▶ **What to work on**
Only the lines from the one containing "Target: shadow on ground" through the last line below should be written out, exactly and with both ends kept.

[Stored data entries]
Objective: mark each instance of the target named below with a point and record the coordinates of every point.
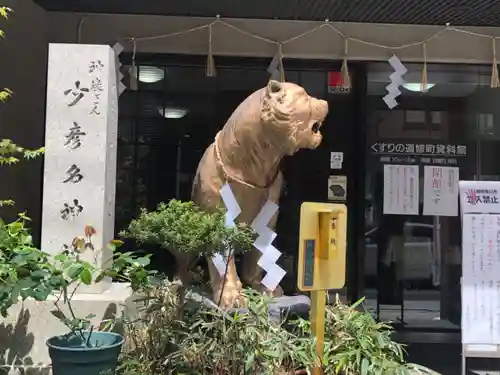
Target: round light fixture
(172, 113)
(416, 87)
(150, 74)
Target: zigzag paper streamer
(396, 81)
(263, 243)
(233, 210)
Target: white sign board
(401, 189)
(440, 191)
(480, 197)
(481, 279)
(81, 143)
(336, 160)
(480, 205)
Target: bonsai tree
(189, 233)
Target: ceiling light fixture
(150, 74)
(172, 113)
(416, 87)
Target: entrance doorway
(412, 260)
(166, 125)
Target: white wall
(448, 47)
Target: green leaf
(249, 362)
(74, 270)
(86, 276)
(364, 366)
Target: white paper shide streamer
(264, 243)
(396, 82)
(233, 210)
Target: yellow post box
(322, 259)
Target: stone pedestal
(78, 191)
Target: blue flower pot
(71, 356)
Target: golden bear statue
(271, 123)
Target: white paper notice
(401, 189)
(440, 191)
(481, 279)
(336, 160)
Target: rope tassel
(424, 84)
(494, 66)
(344, 70)
(210, 58)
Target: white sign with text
(440, 191)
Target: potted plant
(83, 350)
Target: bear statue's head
(292, 117)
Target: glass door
(412, 256)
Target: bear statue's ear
(273, 87)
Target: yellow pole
(318, 306)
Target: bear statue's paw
(230, 296)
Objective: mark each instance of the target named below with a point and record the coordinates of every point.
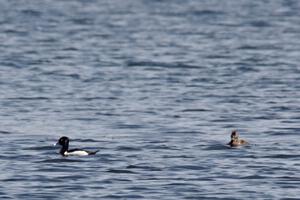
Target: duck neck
(64, 148)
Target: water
(157, 87)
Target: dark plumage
(64, 151)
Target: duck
(64, 151)
(235, 141)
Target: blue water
(157, 87)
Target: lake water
(157, 87)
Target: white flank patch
(76, 153)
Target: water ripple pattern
(157, 87)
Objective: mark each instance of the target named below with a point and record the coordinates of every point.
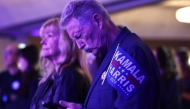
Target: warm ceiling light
(183, 14)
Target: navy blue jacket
(106, 97)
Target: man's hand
(70, 105)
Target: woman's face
(49, 42)
(22, 64)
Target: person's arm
(144, 97)
(147, 96)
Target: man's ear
(98, 20)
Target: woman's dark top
(71, 85)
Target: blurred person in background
(28, 62)
(10, 79)
(170, 79)
(183, 57)
(64, 65)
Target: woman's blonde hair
(69, 52)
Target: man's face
(87, 36)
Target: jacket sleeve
(144, 97)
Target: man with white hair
(128, 77)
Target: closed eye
(78, 36)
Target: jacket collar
(123, 33)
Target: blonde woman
(65, 76)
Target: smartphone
(52, 105)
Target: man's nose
(42, 41)
(80, 44)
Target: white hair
(83, 10)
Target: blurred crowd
(175, 77)
(18, 83)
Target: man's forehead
(73, 26)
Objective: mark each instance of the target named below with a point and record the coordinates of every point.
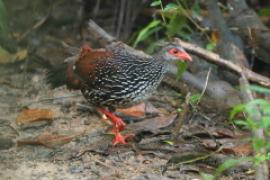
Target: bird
(117, 76)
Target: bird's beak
(183, 55)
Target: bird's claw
(121, 139)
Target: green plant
(3, 18)
(250, 110)
(174, 21)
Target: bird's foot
(118, 123)
(121, 139)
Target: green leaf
(147, 31)
(3, 18)
(195, 98)
(211, 46)
(181, 68)
(170, 6)
(176, 24)
(207, 176)
(169, 142)
(241, 123)
(258, 143)
(264, 11)
(260, 89)
(155, 3)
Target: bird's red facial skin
(180, 54)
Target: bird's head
(172, 52)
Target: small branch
(262, 171)
(181, 117)
(216, 59)
(99, 34)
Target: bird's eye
(175, 51)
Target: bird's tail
(57, 76)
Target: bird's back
(121, 79)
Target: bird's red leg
(118, 125)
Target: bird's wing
(89, 62)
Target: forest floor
(54, 134)
(74, 144)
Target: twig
(262, 171)
(181, 117)
(205, 85)
(216, 59)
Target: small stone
(6, 143)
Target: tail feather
(57, 76)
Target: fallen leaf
(238, 149)
(7, 57)
(34, 117)
(139, 110)
(229, 146)
(152, 123)
(46, 139)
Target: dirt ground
(88, 153)
(75, 143)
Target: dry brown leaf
(46, 139)
(136, 111)
(139, 110)
(29, 116)
(152, 123)
(238, 149)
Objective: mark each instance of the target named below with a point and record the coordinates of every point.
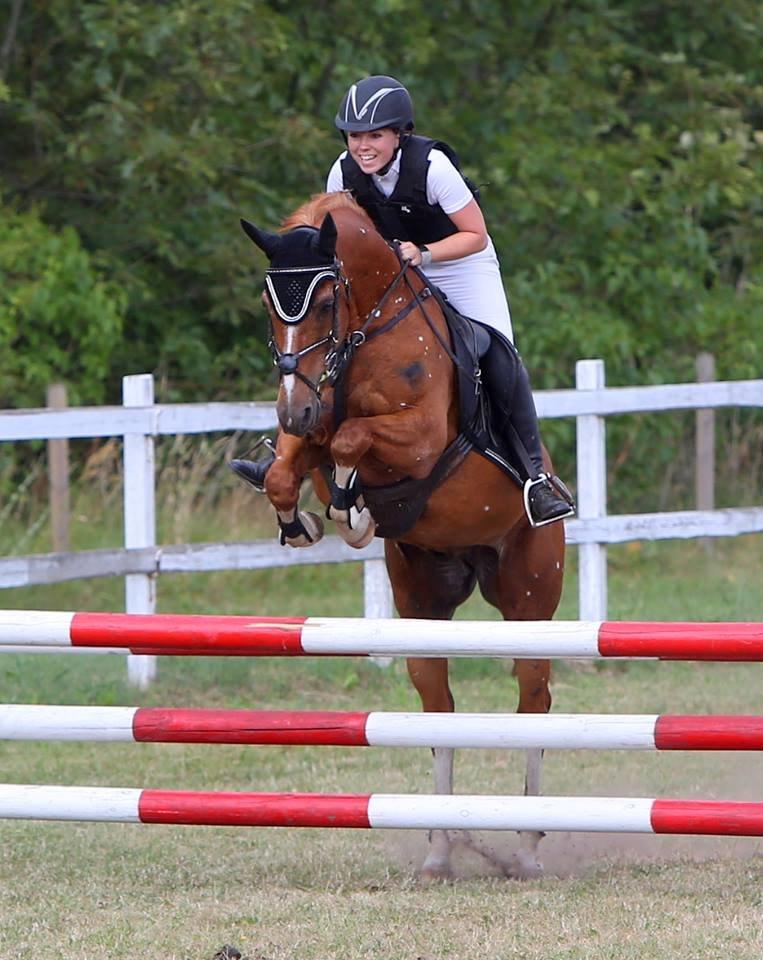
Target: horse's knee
(533, 678)
(430, 678)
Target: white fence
(139, 420)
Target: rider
(415, 194)
(413, 191)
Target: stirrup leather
(559, 487)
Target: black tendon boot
(253, 471)
(546, 498)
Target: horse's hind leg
(529, 589)
(431, 586)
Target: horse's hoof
(314, 530)
(358, 529)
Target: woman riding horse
(415, 194)
(369, 406)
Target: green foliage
(621, 146)
(59, 318)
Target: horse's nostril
(288, 363)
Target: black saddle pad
(481, 421)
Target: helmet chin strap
(388, 164)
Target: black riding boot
(253, 471)
(508, 386)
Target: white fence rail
(140, 420)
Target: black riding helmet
(374, 103)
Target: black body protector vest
(406, 214)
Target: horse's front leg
(408, 443)
(295, 456)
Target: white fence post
(592, 495)
(140, 517)
(377, 597)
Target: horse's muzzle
(299, 414)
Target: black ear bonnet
(299, 261)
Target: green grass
(131, 892)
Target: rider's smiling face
(373, 150)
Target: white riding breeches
(474, 286)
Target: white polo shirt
(473, 283)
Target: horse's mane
(311, 213)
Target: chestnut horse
(368, 386)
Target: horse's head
(303, 295)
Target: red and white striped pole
(398, 811)
(377, 729)
(299, 636)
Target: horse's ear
(267, 242)
(327, 237)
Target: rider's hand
(409, 251)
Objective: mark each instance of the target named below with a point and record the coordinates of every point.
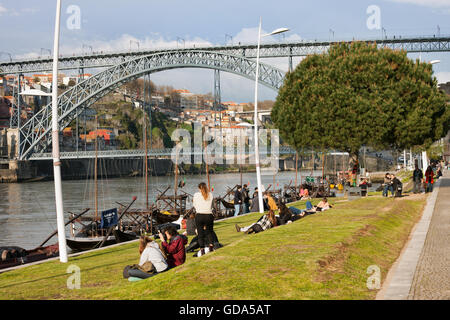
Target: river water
(28, 214)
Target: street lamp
(228, 36)
(49, 51)
(6, 53)
(132, 41)
(181, 39)
(424, 153)
(86, 46)
(257, 164)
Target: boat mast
(296, 171)
(146, 159)
(206, 158)
(55, 143)
(95, 168)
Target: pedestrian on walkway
(387, 184)
(429, 175)
(246, 199)
(417, 179)
(237, 200)
(204, 218)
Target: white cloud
(196, 80)
(426, 3)
(443, 77)
(2, 10)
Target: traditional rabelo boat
(98, 229)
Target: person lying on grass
(173, 246)
(194, 244)
(267, 221)
(152, 261)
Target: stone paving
(432, 276)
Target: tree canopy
(358, 94)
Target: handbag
(147, 267)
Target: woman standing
(204, 218)
(429, 175)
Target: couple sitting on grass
(158, 258)
(287, 215)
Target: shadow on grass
(61, 275)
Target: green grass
(323, 256)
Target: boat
(99, 231)
(15, 256)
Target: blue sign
(109, 218)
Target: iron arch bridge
(35, 134)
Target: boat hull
(29, 256)
(88, 243)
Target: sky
(111, 25)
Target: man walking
(417, 178)
(237, 200)
(246, 199)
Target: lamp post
(424, 153)
(179, 40)
(55, 142)
(257, 163)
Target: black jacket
(237, 197)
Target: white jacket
(200, 204)
(153, 254)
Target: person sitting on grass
(321, 206)
(194, 244)
(270, 201)
(288, 215)
(152, 261)
(267, 221)
(173, 246)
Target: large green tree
(358, 94)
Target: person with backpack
(173, 244)
(246, 199)
(429, 179)
(266, 221)
(237, 200)
(417, 179)
(151, 262)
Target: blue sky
(108, 25)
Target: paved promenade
(423, 270)
(432, 276)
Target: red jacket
(176, 255)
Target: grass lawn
(323, 256)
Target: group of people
(243, 203)
(428, 181)
(393, 184)
(286, 215)
(171, 252)
(156, 258)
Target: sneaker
(199, 253)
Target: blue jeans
(140, 274)
(237, 208)
(295, 210)
(386, 190)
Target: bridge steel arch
(36, 132)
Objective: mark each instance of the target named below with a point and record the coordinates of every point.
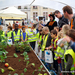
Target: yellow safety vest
(9, 34)
(3, 36)
(33, 37)
(70, 52)
(17, 36)
(22, 35)
(44, 42)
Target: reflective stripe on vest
(9, 34)
(70, 52)
(16, 36)
(22, 35)
(44, 42)
(33, 37)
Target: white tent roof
(55, 4)
(12, 12)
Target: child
(9, 32)
(57, 29)
(69, 55)
(63, 46)
(23, 35)
(53, 47)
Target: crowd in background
(57, 37)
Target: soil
(19, 66)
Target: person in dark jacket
(52, 23)
(62, 20)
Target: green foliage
(33, 64)
(27, 63)
(45, 73)
(22, 73)
(2, 70)
(25, 56)
(25, 70)
(39, 69)
(15, 55)
(15, 74)
(40, 74)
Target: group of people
(59, 38)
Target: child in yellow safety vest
(9, 32)
(23, 35)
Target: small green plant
(19, 60)
(25, 70)
(15, 55)
(2, 70)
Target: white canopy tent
(54, 4)
(12, 13)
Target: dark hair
(67, 9)
(71, 33)
(57, 11)
(10, 27)
(54, 32)
(23, 27)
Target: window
(34, 7)
(45, 14)
(45, 8)
(35, 14)
(25, 7)
(19, 7)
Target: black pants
(32, 44)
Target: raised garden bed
(18, 64)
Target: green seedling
(22, 73)
(25, 70)
(19, 60)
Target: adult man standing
(68, 13)
(62, 21)
(32, 38)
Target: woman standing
(52, 23)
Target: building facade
(34, 11)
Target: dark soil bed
(19, 66)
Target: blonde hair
(60, 35)
(65, 29)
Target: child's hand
(61, 45)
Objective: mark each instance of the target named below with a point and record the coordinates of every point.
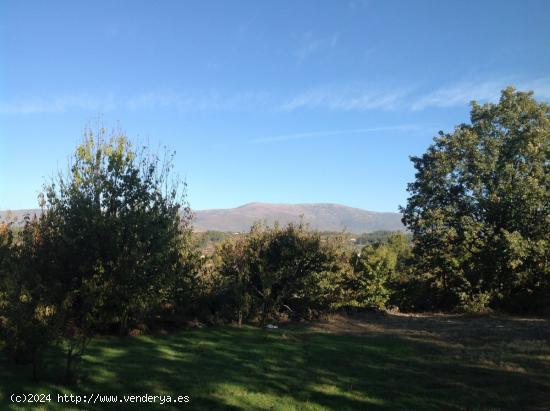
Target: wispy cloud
(333, 133)
(358, 97)
(145, 101)
(310, 44)
(347, 98)
(59, 104)
(198, 102)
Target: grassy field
(386, 362)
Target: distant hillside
(324, 217)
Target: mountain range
(320, 216)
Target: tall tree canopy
(479, 209)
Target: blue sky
(274, 101)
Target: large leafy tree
(479, 209)
(108, 248)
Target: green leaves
(481, 197)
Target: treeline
(112, 251)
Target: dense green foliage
(479, 209)
(105, 251)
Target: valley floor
(371, 361)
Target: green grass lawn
(372, 362)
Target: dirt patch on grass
(518, 332)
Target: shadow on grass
(292, 369)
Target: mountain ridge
(319, 216)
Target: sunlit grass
(298, 369)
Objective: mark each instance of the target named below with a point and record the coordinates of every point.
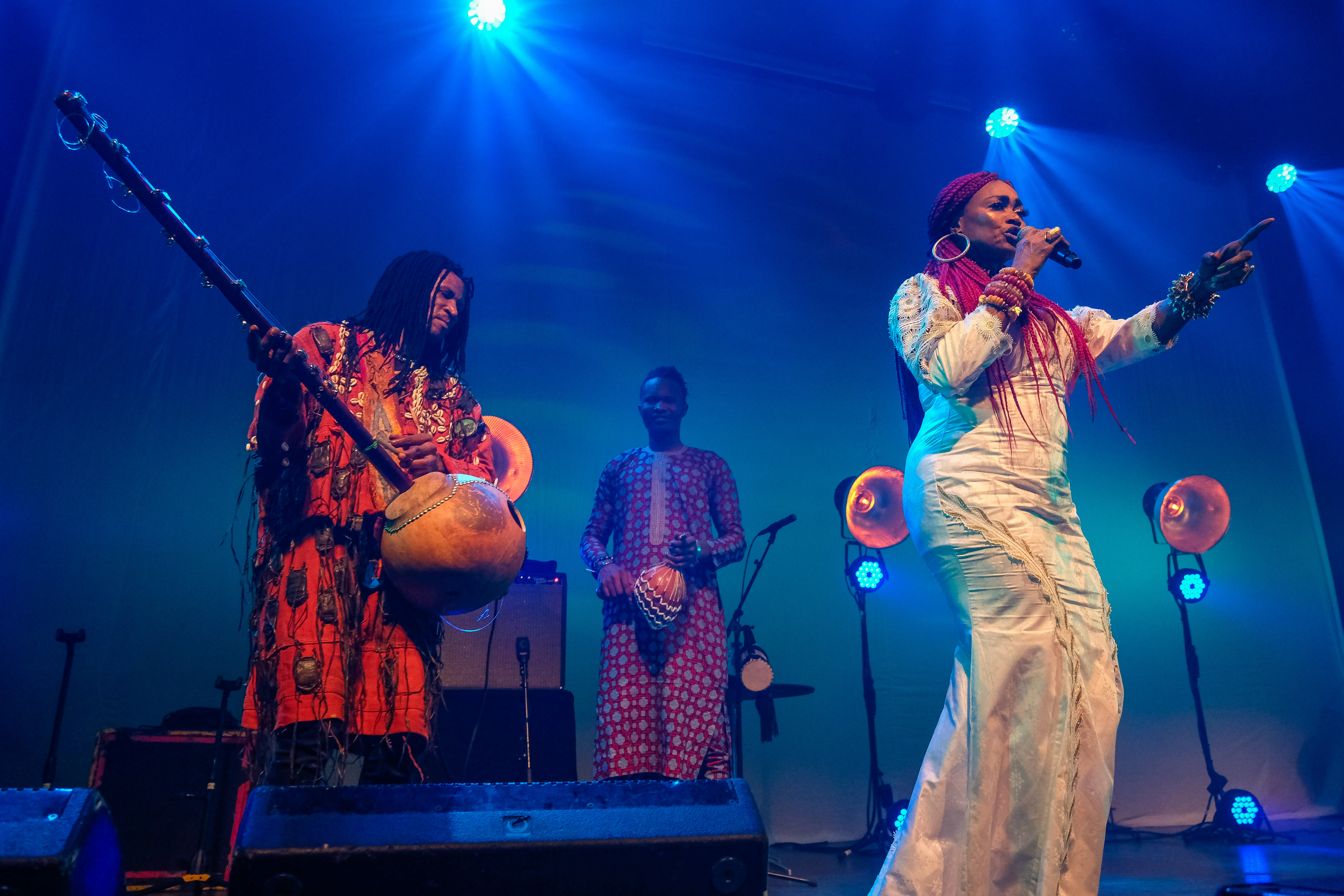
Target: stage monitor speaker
(533, 608)
(595, 837)
(155, 784)
(499, 751)
(57, 843)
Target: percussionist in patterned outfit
(342, 664)
(660, 706)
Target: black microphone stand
(70, 640)
(736, 683)
(523, 645)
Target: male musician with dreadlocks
(1015, 788)
(342, 664)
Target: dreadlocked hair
(667, 373)
(398, 316)
(964, 281)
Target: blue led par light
(1189, 585)
(866, 573)
(1190, 516)
(1281, 179)
(486, 15)
(1002, 123)
(871, 519)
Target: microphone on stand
(780, 524)
(523, 647)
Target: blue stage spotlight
(1240, 811)
(1281, 179)
(486, 14)
(868, 573)
(1190, 586)
(1002, 123)
(902, 813)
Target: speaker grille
(533, 608)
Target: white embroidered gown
(1015, 788)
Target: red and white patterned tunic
(660, 706)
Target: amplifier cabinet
(155, 784)
(533, 608)
(572, 839)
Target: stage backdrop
(620, 207)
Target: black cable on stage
(486, 691)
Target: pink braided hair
(964, 281)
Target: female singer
(1015, 788)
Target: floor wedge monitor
(647, 837)
(57, 843)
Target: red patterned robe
(660, 706)
(328, 644)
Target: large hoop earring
(935, 250)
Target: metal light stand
(881, 831)
(70, 640)
(1217, 782)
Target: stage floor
(1147, 868)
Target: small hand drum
(757, 674)
(659, 594)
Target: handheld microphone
(1062, 256)
(1066, 257)
(776, 527)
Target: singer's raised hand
(1035, 248)
(1229, 266)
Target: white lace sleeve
(944, 350)
(1120, 343)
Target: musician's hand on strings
(1229, 266)
(685, 554)
(271, 353)
(615, 584)
(417, 455)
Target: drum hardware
(740, 661)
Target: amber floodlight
(513, 457)
(1193, 512)
(873, 508)
(871, 518)
(1193, 515)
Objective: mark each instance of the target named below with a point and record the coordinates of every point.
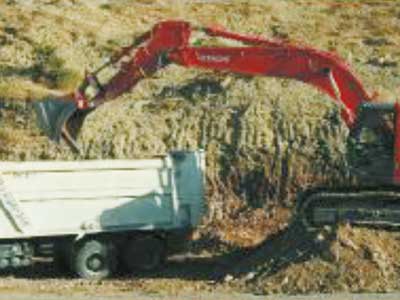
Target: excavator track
(365, 207)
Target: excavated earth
(265, 139)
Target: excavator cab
(371, 144)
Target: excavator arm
(168, 42)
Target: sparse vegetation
(266, 138)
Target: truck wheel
(94, 259)
(144, 254)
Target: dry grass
(266, 139)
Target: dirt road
(204, 296)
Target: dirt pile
(258, 151)
(347, 260)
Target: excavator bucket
(60, 119)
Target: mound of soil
(345, 260)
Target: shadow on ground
(292, 245)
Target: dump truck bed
(77, 197)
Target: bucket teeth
(52, 115)
(61, 119)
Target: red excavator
(374, 127)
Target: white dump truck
(97, 216)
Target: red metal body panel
(168, 42)
(396, 175)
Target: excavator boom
(168, 42)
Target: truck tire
(143, 254)
(94, 259)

▶ **Response**
Target: shadow on ground
(292, 245)
Target: dump truck bed
(77, 197)
Target: bucket teeth
(52, 115)
(61, 119)
Target: red excavator
(374, 127)
Target: white dump truck
(97, 216)
Target: red metal body panel
(168, 42)
(396, 175)
Target: excavator boom
(168, 42)
Target: truck tire
(143, 254)
(94, 259)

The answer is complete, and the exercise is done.